> [What is needed] Repeat each entry below exactly, omitting any picture it holds.

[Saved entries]
◆ ◆ ◆ ◆ ◆ ◆ ◆
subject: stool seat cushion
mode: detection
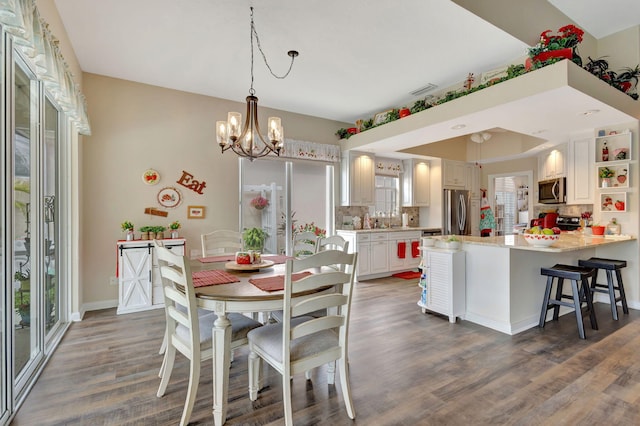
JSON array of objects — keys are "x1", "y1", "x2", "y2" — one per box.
[
  {"x1": 578, "y1": 257, "x2": 626, "y2": 270},
  {"x1": 541, "y1": 264, "x2": 594, "y2": 280}
]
◆ ◆ ◆ ◆ ◆ ◆ ◆
> [Exercise answer]
subject: stool seat cushion
mode: detection
JSON array of objects — keys are "x1", "y1", "x2", "y2" — one per box.
[
  {"x1": 578, "y1": 257, "x2": 626, "y2": 270},
  {"x1": 541, "y1": 264, "x2": 594, "y2": 280}
]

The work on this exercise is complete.